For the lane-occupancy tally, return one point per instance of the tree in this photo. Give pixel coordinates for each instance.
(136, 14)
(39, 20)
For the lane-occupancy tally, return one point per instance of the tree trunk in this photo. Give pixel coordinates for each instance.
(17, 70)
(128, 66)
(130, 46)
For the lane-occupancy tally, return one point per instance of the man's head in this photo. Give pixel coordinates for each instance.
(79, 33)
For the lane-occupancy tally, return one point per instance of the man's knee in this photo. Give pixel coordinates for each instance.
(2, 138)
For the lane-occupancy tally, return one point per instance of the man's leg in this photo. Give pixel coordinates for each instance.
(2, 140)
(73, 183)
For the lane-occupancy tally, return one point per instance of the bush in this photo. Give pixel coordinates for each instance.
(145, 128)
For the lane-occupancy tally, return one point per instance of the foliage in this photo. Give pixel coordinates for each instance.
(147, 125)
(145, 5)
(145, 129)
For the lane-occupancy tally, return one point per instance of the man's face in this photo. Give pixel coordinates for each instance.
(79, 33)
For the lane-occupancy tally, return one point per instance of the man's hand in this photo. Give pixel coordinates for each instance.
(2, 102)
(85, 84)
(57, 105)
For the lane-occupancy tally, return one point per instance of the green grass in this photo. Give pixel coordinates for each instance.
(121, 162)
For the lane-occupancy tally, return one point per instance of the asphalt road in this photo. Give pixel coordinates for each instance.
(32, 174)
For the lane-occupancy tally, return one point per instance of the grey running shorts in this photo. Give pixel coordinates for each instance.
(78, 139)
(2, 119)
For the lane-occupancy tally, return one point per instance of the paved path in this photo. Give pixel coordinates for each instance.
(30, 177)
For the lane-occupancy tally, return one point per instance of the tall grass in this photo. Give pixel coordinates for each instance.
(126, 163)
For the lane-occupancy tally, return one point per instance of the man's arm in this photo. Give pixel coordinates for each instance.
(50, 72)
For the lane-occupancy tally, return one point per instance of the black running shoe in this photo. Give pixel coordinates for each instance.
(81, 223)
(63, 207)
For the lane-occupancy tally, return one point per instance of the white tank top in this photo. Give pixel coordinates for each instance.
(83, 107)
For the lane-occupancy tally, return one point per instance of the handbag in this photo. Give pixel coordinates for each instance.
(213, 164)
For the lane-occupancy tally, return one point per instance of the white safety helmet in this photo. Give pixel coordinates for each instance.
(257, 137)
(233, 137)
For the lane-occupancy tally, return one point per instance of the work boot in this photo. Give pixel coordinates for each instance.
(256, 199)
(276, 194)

■ ■ ■ ■ ■ ■ ■

Required work ▸ Without skipping a line, print the listing once more exactly.

Written answer ▸
For the lane-occupancy tally, return one point per instance of the tree in this photo. Give pixel coordinates for each instance.
(136, 14)
(39, 20)
For the lane-occupancy tally, return one point per instance of the tree trunk in this photo. Give pixel coordinates for each instance.
(17, 70)
(128, 66)
(130, 46)
For the lane-occupancy tally, return one point per instance of the man's head in this photo. Give pixel coordinates for each instance.
(79, 33)
For the lane-occupancy tally, return one point per instance of the man's knee in this photo. Give pixel coordinates for each instance.
(2, 138)
For the lane-occupancy tally, return one point per instance of the man's leg in this photo. Give pixel coordinates for each instance.
(2, 140)
(73, 183)
For the lane-occupancy tally, return one point per instance of the bush in this photo. Give pixel coordinates for each instance.
(145, 128)
For the lane-occupancy tally, return one point per instance of the foliage in this photo. Give pixel coordinates for each instance.
(147, 125)
(145, 5)
(145, 129)
For the lane-occupancy tally, return one point per instance of the man's face in this photo. Give pixel coordinates for each instance.
(79, 33)
For the lane-occupancy tally, return one point per instance of the man's hand in this photo. Give pixel coordinates for each instance.
(2, 102)
(85, 84)
(57, 105)
For the lane-occupancy tally, return one point per instance of the green grass in this photo. Give pixel coordinates for each instance.
(121, 162)
For the lane-occupancy tally, return one point per instance of the asphalt road in this photo. Give pixel coordinates for each instance.
(32, 174)
For the lane-occupancy tally, return one point per instance of the grey running shorts in this photo. Give pixel coordinates for each instance.
(78, 139)
(2, 119)
For the lane-occupancy tally, return one point per instance of the paved path in this photo. Give pixel coordinates for each instance.
(30, 177)
For the lane-occupancy tally, return one point per instance of the tall grass in this photo. Give pixel coordinates for each instance.
(126, 163)
For the lane-occupancy tally, return one point per instance of the man's arm in this photo. Give pixel coordinates for each instance.
(50, 72)
For the lane-occupancy tally, return one point per instance of the black running shoe in this photo. Give pixel coordinates for each instance.
(81, 223)
(63, 207)
For the lane-occupancy tally, return one point per instance of the white tank top in this photo. Give pixel coordinates for each instance.
(83, 107)
For the lane-occupancy tally, return one point per instance of the handbag in this photo. Give pixel coordinates for each instance.
(213, 164)
For the lane-occupancy tally, return one point per instance of the white safety helmet in this photo. Give pixel coordinates for each instance.
(257, 137)
(233, 137)
For the lane-occupancy tally, return one point per instance of the work boot in this photo. Give pixel coordinates for each instance.
(256, 199)
(276, 194)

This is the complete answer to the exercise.